Point annotation entries:

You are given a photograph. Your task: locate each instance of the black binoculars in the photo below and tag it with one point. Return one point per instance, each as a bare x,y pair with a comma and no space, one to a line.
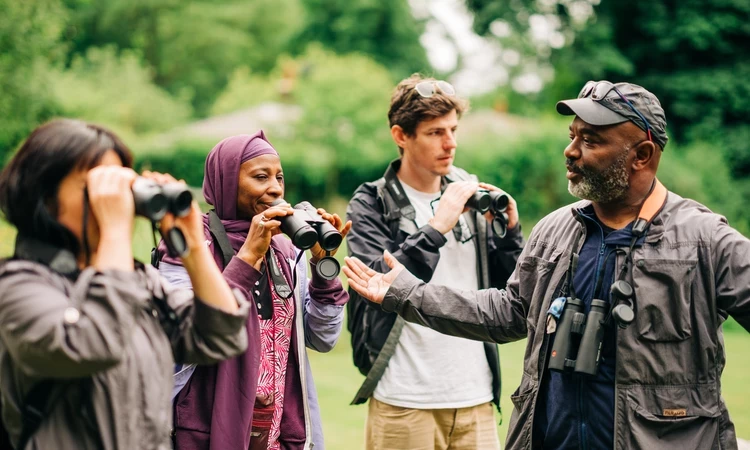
306,228
153,200
578,338
484,200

▶ _Problem to solve_
Copy the entries above word for word, leaving out the pictures.

▶ _Answer to the exercise_
You are given a photograph. Your task: locate each instance of the black binoculars in the photo below and tag it with one point. Return one point per instance, each as a bare x,y pair with a comma and no space, one to a line.
306,228
153,200
578,338
484,200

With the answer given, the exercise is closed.